> _AIM OF THE TASK_: Copy the lines from the one that contains "of the distant" through the end of the records, changing "Tag every instance" to "Mark each instance" and leaving all else the same.

(A run of records)
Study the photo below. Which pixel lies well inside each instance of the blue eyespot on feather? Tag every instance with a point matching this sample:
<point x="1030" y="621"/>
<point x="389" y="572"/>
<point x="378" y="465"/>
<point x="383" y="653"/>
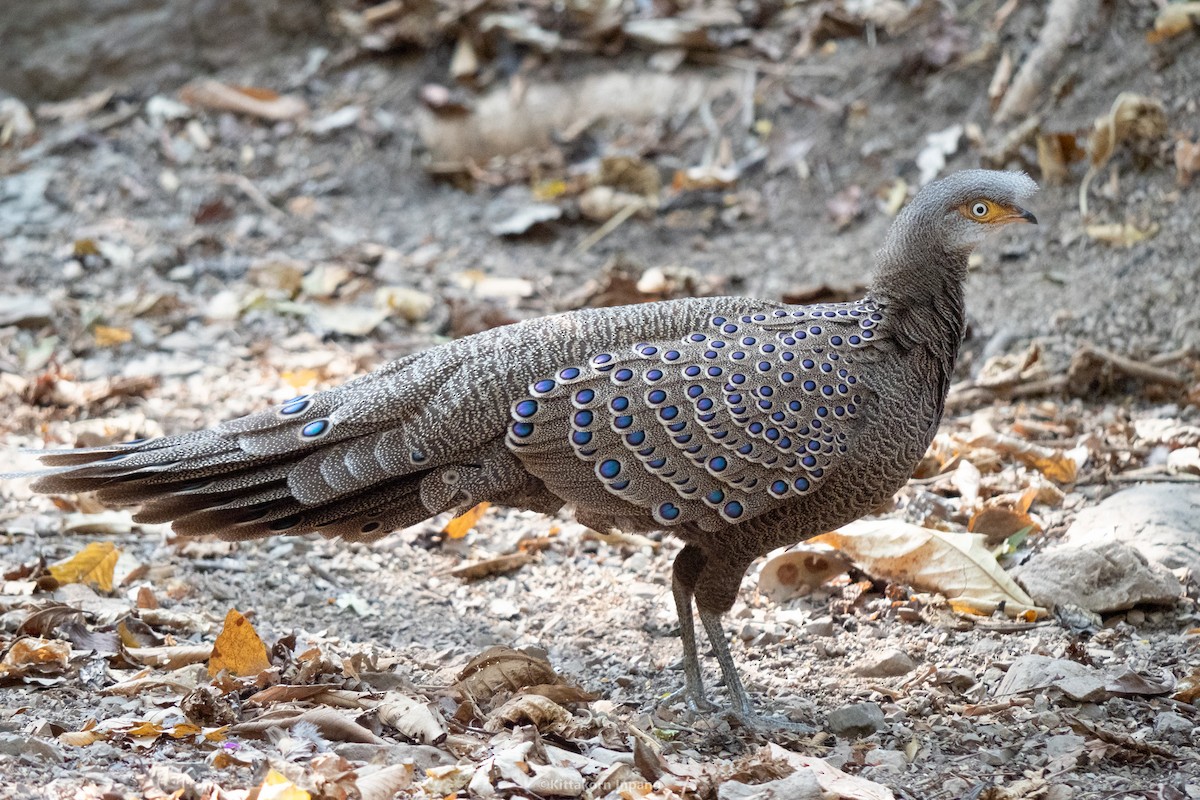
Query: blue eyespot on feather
<point x="315" y="429"/>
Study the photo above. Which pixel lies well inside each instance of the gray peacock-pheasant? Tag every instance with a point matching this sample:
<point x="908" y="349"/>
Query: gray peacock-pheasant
<point x="737" y="425"/>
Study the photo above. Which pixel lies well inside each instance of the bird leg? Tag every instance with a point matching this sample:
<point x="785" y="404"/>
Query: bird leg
<point x="719" y="581"/>
<point x="687" y="569"/>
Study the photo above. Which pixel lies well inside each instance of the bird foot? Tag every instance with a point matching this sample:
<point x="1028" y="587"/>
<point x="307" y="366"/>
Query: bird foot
<point x="765" y="725"/>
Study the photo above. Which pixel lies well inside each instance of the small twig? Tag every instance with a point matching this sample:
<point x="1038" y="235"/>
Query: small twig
<point x="1062" y="18"/>
<point x="252" y="192"/>
<point x="613" y="222"/>
<point x="1132" y="368"/>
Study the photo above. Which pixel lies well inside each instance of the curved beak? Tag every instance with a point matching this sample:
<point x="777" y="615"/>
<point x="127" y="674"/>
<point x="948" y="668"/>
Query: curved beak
<point x="1023" y="215"/>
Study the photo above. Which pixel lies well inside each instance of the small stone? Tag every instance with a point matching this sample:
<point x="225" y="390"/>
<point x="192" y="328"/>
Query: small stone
<point x="997" y="756"/>
<point x="1101" y="578"/>
<point x="15" y="744"/>
<point x="423" y="757"/>
<point x="857" y="720"/>
<point x="1066" y="744"/>
<point x="25" y="311"/>
<point x="891" y="761"/>
<point x="886" y="663"/>
<point x="1173" y="727"/>
<point x="822" y="626"/>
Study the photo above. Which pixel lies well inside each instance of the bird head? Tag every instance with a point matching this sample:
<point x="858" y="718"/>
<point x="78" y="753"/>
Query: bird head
<point x="970" y="204"/>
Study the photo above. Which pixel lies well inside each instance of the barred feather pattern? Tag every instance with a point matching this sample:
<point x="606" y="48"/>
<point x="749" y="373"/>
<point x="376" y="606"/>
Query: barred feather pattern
<point x="715" y="427"/>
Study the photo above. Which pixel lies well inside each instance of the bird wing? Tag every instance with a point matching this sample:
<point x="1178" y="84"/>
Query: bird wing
<point x="713" y="427"/>
<point x="372" y="455"/>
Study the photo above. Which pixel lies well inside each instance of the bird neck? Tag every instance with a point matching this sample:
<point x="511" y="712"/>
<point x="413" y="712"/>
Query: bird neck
<point x="918" y="283"/>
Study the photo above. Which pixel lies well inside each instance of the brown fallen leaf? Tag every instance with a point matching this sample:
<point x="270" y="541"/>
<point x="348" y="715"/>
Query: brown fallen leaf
<point x="461" y="525"/>
<point x="529" y="709"/>
<point x="412" y="717"/>
<point x="35" y="656"/>
<point x="1173" y="19"/>
<point x="1132" y="119"/>
<point x="487" y="567"/>
<point x="238" y="649"/>
<point x="251" y="101"/>
<point x="93" y="566"/>
<point x="997" y="523"/>
<point x="799" y="571"/>
<point x="333" y="725"/>
<point x="502" y="668"/>
<point x="1059" y="465"/>
<point x="957" y="565"/>
<point x="1187" y="161"/>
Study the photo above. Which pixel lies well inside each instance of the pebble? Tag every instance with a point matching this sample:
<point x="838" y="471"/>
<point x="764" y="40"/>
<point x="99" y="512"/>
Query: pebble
<point x="821" y="626"/>
<point x="1099" y="578"/>
<point x="892" y="761"/>
<point x="21" y="745"/>
<point x="1174" y="727"/>
<point x="886" y="663"/>
<point x="857" y="720"/>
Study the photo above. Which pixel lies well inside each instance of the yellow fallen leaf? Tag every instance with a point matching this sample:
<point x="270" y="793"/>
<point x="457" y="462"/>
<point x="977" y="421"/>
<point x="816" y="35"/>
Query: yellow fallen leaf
<point x="93" y="565"/>
<point x="238" y="648"/>
<point x="1174" y="19"/>
<point x="461" y="525"/>
<point x="279" y="787"/>
<point x="957" y="565"/>
<point x="34" y="655"/>
<point x="299" y="379"/>
<point x="145" y="729"/>
<point x="107" y="336"/>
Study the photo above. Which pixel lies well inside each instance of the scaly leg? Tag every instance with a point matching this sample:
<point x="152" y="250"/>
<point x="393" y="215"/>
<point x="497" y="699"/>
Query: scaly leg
<point x="688" y="565"/>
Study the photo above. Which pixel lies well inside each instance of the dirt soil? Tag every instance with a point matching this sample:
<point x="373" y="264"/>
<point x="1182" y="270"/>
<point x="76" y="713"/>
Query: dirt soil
<point x="165" y="268"/>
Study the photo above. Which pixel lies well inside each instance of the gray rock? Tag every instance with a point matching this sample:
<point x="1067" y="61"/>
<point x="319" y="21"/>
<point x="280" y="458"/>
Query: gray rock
<point x="1161" y="521"/>
<point x="802" y="785"/>
<point x="1173" y="727"/>
<point x="421" y="756"/>
<point x="24" y="311"/>
<point x="889" y="761"/>
<point x="1099" y="578"/>
<point x="18" y="744"/>
<point x="886" y="663"/>
<point x="857" y="720"/>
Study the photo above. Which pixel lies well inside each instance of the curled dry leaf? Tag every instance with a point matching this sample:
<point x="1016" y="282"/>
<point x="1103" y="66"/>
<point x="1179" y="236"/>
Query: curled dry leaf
<point x="93" y="565"/>
<point x="333" y="725"/>
<point x="529" y="709"/>
<point x="799" y="571"/>
<point x="384" y="783"/>
<point x="1187" y="161"/>
<point x="503" y="668"/>
<point x="957" y="565"/>
<point x="487" y="567"/>
<point x="1173" y="19"/>
<point x="262" y="103"/>
<point x="1059" y="465"/>
<point x="238" y="649"/>
<point x="412" y="717"/>
<point x="461" y="525"/>
<point x="35" y="656"/>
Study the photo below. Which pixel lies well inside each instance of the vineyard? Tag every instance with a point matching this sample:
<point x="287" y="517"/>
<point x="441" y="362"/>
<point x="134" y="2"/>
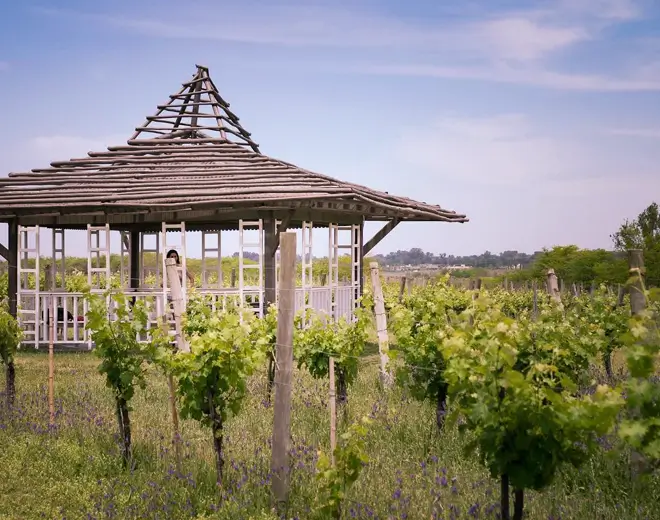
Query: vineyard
<point x="487" y="404"/>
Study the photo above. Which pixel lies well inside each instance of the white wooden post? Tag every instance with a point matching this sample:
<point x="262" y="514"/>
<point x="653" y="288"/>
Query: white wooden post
<point x="381" y="324"/>
<point x="176" y="294"/>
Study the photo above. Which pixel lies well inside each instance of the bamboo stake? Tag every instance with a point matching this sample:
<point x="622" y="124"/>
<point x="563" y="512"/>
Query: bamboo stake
<point x="51" y="362"/>
<point x="333" y="412"/>
<point x="381" y="324"/>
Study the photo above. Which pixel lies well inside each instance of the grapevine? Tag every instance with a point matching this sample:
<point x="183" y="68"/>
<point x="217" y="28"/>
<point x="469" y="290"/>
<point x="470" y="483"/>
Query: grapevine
<point x="518" y="397"/>
<point x="10" y="338"/>
<point x="115" y="328"/>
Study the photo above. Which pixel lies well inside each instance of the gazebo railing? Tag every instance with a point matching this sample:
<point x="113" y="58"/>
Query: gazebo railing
<point x="71" y="309"/>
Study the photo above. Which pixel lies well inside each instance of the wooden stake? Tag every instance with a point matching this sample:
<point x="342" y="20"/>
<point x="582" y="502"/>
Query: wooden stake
<point x="381" y="324"/>
<point x="333" y="412"/>
<point x="180" y="344"/>
<point x="51" y="361"/>
<point x="636" y="284"/>
<point x="284" y="364"/>
<point x="177" y="302"/>
<point x="175" y="423"/>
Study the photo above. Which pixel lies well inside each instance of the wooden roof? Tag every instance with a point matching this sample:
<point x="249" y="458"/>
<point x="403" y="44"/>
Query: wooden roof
<point x="195" y="160"/>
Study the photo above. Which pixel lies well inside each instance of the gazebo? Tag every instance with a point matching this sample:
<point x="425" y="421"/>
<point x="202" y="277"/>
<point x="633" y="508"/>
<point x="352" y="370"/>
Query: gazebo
<point x="191" y="167"/>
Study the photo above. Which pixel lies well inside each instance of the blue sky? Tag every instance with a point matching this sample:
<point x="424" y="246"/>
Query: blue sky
<point x="540" y="119"/>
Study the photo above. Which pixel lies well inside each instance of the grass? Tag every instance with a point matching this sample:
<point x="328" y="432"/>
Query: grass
<point x="74" y="472"/>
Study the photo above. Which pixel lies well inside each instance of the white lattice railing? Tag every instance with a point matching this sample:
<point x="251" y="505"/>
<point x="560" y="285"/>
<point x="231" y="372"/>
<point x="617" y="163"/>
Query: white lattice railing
<point x="71" y="310"/>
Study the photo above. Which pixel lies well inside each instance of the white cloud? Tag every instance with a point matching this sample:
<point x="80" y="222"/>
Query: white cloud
<point x="481" y="44"/>
<point x="534" y="76"/>
<point x="510" y="150"/>
<point x="521" y="38"/>
<point x="652" y="133"/>
<point x="617" y="10"/>
<point x="524" y="35"/>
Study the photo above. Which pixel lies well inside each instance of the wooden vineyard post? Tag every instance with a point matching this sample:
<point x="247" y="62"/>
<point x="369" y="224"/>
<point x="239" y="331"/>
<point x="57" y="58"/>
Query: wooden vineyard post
<point x="177" y="302"/>
<point x="636" y="282"/>
<point x="553" y="286"/>
<point x="381" y="324"/>
<point x="284" y="363"/>
<point x="333" y="411"/>
<point x="51" y="362"/>
<point x="180" y="344"/>
<point x="637" y="305"/>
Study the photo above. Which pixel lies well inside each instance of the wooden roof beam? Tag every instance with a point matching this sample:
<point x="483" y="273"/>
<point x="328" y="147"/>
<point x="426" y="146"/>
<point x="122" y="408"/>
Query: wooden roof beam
<point x="384" y="231"/>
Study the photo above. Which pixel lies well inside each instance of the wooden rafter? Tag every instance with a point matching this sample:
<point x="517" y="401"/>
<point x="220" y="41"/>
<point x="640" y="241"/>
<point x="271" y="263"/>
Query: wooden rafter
<point x="196" y="107"/>
<point x="382" y="233"/>
<point x="192" y="154"/>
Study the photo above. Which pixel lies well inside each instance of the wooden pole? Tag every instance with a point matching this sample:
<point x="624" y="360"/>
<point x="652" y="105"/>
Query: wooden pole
<point x="381" y="324"/>
<point x="553" y="286"/>
<point x="177" y="302"/>
<point x="637" y="306"/>
<point x="636" y="284"/>
<point x="180" y="344"/>
<point x="333" y="412"/>
<point x="284" y="356"/>
<point x="51" y="362"/>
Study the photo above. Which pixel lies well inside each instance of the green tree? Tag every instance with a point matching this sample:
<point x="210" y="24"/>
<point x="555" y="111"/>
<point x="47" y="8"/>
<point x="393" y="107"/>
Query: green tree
<point x="643" y="233"/>
<point x="10" y="338"/>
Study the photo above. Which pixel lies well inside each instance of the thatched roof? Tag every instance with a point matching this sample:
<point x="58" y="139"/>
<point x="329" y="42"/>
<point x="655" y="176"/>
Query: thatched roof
<point x="193" y="156"/>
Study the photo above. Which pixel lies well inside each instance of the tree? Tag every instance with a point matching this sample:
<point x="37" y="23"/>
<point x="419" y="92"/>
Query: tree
<point x="10" y="338"/>
<point x="643" y="233"/>
<point x="115" y="328"/>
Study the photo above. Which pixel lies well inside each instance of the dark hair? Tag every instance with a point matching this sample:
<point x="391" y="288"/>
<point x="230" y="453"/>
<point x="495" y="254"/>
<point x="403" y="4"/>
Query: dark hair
<point x="178" y="260"/>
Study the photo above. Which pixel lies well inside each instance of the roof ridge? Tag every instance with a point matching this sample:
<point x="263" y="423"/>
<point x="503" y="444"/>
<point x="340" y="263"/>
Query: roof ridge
<point x="195" y="112"/>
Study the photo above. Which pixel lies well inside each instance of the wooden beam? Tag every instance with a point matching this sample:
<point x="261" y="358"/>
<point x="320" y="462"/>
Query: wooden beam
<point x="286" y="221"/>
<point x="375" y="240"/>
<point x="12" y="289"/>
<point x="283" y="375"/>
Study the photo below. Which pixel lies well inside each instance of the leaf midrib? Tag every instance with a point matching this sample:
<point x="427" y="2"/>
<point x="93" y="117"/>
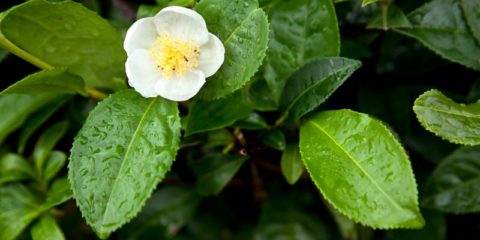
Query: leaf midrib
<point x="394" y="203"/>
<point x="446" y="112"/>
<point x="302" y="93"/>
<point x="127" y="152"/>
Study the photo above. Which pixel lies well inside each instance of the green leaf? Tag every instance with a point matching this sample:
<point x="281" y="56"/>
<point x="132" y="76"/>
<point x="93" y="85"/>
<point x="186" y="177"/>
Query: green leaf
<point x="439" y="25"/>
<point x="36" y="120"/>
<point x="13" y="168"/>
<point x="54" y="163"/>
<point x="48" y="81"/>
<point x="19" y="107"/>
<point x="123" y="150"/>
<point x="367" y="2"/>
<point x="254" y="121"/>
<point x="276" y="140"/>
<point x="18" y="208"/>
<point x="65" y="34"/>
<point x="387" y="17"/>
<point x="457" y="123"/>
<point x="301" y="31"/>
<point x="46" y="228"/>
<point x="215" y="171"/>
<point x="291" y="164"/>
<point x="435" y="229"/>
<point x="211" y="115"/>
<point x="59" y="192"/>
<point x="358" y="165"/>
<point x="453" y="185"/>
<point x="171" y="206"/>
<point x="471" y="11"/>
<point x="47" y="142"/>
<point x="243" y="28"/>
<point x="313" y="84"/>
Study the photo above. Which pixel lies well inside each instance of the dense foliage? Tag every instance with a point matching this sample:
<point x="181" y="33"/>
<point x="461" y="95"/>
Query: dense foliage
<point x="328" y="120"/>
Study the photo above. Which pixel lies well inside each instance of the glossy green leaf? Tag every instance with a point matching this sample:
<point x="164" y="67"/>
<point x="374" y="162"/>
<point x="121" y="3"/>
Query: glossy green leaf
<point x="59" y="192"/>
<point x="18" y="208"/>
<point x="301" y="31"/>
<point x="276" y="140"/>
<point x="123" y="150"/>
<point x="215" y="171"/>
<point x="36" y="120"/>
<point x="47" y="142"/>
<point x="48" y="81"/>
<point x="313" y="84"/>
<point x="453" y="186"/>
<point x="291" y="164"/>
<point x="471" y="11"/>
<point x="19" y="107"/>
<point x="65" y="34"/>
<point x="358" y="165"/>
<point x="243" y="28"/>
<point x="53" y="164"/>
<point x="46" y="228"/>
<point x="211" y="115"/>
<point x="254" y="121"/>
<point x="440" y="26"/>
<point x="457" y="123"/>
<point x="13" y="168"/>
<point x="346" y="227"/>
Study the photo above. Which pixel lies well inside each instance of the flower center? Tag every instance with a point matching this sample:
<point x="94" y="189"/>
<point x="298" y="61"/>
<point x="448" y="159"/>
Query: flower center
<point x="174" y="56"/>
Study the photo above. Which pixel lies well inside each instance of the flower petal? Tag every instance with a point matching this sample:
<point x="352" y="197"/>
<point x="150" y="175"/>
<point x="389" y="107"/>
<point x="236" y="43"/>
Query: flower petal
<point x="211" y="56"/>
<point x="142" y="72"/>
<point x="140" y="35"/>
<point x="181" y="88"/>
<point x="182" y="23"/>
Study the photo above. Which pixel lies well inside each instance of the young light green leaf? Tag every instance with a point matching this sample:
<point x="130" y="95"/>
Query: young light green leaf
<point x="19" y="107"/>
<point x="18" y="208"/>
<point x="123" y="150"/>
<point x="36" y="120"/>
<point x="440" y="26"/>
<point x="358" y="165"/>
<point x="276" y="140"/>
<point x="65" y="34"/>
<point x="313" y="84"/>
<point x="215" y="171"/>
<point x="47" y="142"/>
<point x="243" y="28"/>
<point x="457" y="123"/>
<point x="13" y="168"/>
<point x="53" y="164"/>
<point x="59" y="192"/>
<point x="211" y="115"/>
<point x="453" y="185"/>
<point x="301" y="31"/>
<point x="48" y="81"/>
<point x="291" y="164"/>
<point x="254" y="121"/>
<point x="46" y="228"/>
<point x="471" y="11"/>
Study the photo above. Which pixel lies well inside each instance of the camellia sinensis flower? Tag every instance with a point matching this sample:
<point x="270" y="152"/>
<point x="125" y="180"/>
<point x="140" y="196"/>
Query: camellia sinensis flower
<point x="171" y="54"/>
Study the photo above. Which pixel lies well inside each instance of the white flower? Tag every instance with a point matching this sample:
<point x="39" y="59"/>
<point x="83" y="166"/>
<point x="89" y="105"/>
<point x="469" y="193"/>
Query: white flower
<point x="171" y="54"/>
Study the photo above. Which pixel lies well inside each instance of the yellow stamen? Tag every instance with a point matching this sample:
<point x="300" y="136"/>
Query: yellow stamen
<point x="174" y="56"/>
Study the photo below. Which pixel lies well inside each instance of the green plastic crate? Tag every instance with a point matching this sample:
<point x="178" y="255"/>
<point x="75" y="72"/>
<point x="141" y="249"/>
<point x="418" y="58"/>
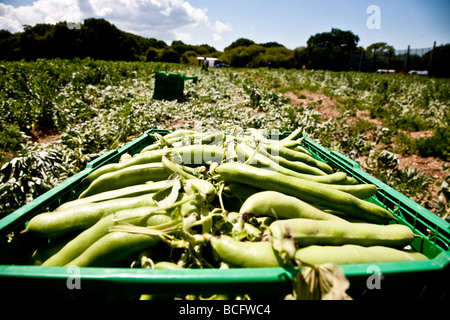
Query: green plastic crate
<point x="414" y="279"/>
<point x="169" y="86"/>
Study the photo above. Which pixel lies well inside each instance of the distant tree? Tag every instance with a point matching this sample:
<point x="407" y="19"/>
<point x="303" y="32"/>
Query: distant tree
<point x="241" y="42"/>
<point x="170" y="55"/>
<point x="271" y="44"/>
<point x="331" y="50"/>
<point x="152" y="55"/>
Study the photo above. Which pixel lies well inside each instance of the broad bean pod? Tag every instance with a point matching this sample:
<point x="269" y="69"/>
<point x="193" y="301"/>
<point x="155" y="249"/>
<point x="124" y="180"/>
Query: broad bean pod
<point x="259" y="160"/>
<point x="114" y="248"/>
<point x="282" y="206"/>
<point x="139" y="216"/>
<point x="246" y="254"/>
<point x="53" y="224"/>
<point x="298" y="156"/>
<point x="133" y="175"/>
<point x="126" y="192"/>
<point x="142" y="158"/>
<point x="354" y="254"/>
<point x="307" y="232"/>
<point x="307" y="191"/>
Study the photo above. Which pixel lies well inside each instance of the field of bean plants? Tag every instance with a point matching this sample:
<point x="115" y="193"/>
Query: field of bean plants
<point x="58" y="115"/>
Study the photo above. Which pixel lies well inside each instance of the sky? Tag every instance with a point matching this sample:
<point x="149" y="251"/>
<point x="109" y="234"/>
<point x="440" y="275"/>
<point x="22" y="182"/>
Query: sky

> _WRITTEN REPLY_:
Study the photo above. Which pixel lies well inside each instance of the distant tree? Mark each instance with a point matching this sample:
<point x="407" y="19"/>
<point x="303" y="32"/>
Query: distant tree
<point x="241" y="42"/>
<point x="170" y="55"/>
<point x="271" y="44"/>
<point x="331" y="50"/>
<point x="152" y="55"/>
Study the photo above. Which pixel lies well inside each instance of the broad bean pod? Mark each instance with a point matching this sample:
<point x="269" y="69"/>
<point x="193" y="301"/>
<point x="155" y="249"/>
<point x="124" y="180"/>
Query: broad bean pod
<point x="259" y="160"/>
<point x="114" y="248"/>
<point x="282" y="206"/>
<point x="139" y="216"/>
<point x="246" y="254"/>
<point x="53" y="224"/>
<point x="298" y="156"/>
<point x="133" y="175"/>
<point x="126" y="192"/>
<point x="142" y="158"/>
<point x="354" y="254"/>
<point x="307" y="232"/>
<point x="307" y="191"/>
Study the photo above. Which pixel lies well inside each instance of the field of bean plants? Mark each instance with a point matching this sample:
<point x="115" y="193"/>
Query: field of bean plants
<point x="58" y="115"/>
Study the photo above. Which pixel lies well inside each instance of the sky? Mark each instance with a point matching this sample:
<point x="149" y="251"/>
<point x="109" y="234"/>
<point x="440" y="275"/>
<point x="22" y="182"/>
Query: sky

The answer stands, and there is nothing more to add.